====== Dataset excerpts ======

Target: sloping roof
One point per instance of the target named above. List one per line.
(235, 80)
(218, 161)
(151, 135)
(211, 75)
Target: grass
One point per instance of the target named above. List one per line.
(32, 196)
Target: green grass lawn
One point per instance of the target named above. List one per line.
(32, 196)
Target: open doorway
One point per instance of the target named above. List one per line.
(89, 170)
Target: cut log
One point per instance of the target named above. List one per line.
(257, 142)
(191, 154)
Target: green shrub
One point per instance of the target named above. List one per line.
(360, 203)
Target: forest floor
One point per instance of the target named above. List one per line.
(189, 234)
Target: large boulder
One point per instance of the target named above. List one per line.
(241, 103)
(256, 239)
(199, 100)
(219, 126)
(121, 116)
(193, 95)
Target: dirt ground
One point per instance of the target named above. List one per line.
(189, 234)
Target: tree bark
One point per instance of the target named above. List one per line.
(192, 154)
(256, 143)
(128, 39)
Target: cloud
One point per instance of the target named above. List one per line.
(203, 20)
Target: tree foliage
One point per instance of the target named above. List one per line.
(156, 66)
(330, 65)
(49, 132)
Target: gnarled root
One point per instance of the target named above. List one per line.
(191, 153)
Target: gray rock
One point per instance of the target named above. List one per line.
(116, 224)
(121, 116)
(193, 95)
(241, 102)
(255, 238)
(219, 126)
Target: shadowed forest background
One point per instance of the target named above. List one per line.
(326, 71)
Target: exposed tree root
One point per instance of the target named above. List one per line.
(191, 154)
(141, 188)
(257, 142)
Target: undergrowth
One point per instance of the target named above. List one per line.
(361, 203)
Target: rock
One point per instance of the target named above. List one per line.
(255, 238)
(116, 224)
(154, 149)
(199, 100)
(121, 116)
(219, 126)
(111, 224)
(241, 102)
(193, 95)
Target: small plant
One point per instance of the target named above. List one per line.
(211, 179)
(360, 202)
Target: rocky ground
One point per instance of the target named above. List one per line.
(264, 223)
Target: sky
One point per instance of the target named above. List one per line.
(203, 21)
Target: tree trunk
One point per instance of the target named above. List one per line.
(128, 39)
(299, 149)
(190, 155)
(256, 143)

======

What is expected: Recast every line of the items above as a single numbered list, omitting any blank lines.

Answer to this task:
1. Target: sloping roof
2. One point per instance of the target named above. List one per line.
3. (235, 80)
4. (218, 161)
5. (151, 135)
6. (211, 75)
7. Target: grass
8. One point per instance of the target named above. List one per line.
9. (32, 196)
10. Target: green grass lawn
11. One point per instance of the target named above. List one per line.
12. (32, 196)
13. Target: open doorway
14. One point per instance of the target named above. List one per line.
15. (89, 170)
16. Target: cut log
17. One point per instance of the target named above. List one per line.
18. (257, 142)
19. (191, 154)
20. Target: green shrub
21. One point per instance of the target named above. List one per line.
22. (360, 203)
23. Target: forest floor
24. One point per instance of the target named above. List one per line.
25. (189, 234)
26. Target: large boulder
27. One point per instance of the target named above. List one per line.
28. (241, 103)
29. (256, 239)
30. (199, 100)
31. (219, 126)
32. (121, 116)
33. (193, 95)
34. Target: dirt ground
35. One point per instance of the target named above. List one per line.
36. (189, 234)
37. Target: tree bark
38. One point per instance of the target named above. List one per line.
39. (192, 154)
40. (256, 143)
41. (128, 39)
42. Target: cloud
43. One point per instance of the target named above. List one per line.
44. (203, 20)
45. Target: tree foliage
46. One point per instance of the target named above. List one per line.
47. (156, 66)
48. (330, 65)
49. (49, 132)
50. Target: gnarled root
51. One point per instance of the target named above. List one per line.
52. (191, 153)
53. Target: gray rock
54. One point per instance of the target named above. List one per line.
55. (116, 224)
56. (121, 116)
57. (193, 95)
58. (241, 102)
59. (255, 238)
60. (219, 126)
61. Target: shadowed forest background
62. One point per instance of the target named above. List one per line.
63. (326, 71)
64. Target: exposed tree root
65. One point per instance of the target named above. List one per line.
66. (191, 154)
67. (141, 188)
68. (257, 142)
69. Target: undergrowth
70. One point per instance of the target named above. List one per line.
71. (361, 203)
72. Target: rock
73. One point per instance of the target named above. List one per line.
74. (255, 238)
75. (116, 224)
76. (154, 149)
77. (199, 100)
78. (121, 116)
79. (219, 126)
80. (111, 224)
81. (241, 102)
82. (193, 95)
83. Target: small plant
84. One point per instance of the target named above. List one per line.
85. (211, 179)
86. (360, 202)
87. Target: rocky ground
88. One point per instance of the target named above. List one per line.
89. (264, 223)
90. Target: sky
91. One point per instance of the target named above. List one per line.
92. (203, 21)
93. Target: tree trunk
94. One point per instance of the target named above. List one per line.
95. (128, 39)
96. (299, 149)
97. (190, 155)
98. (256, 143)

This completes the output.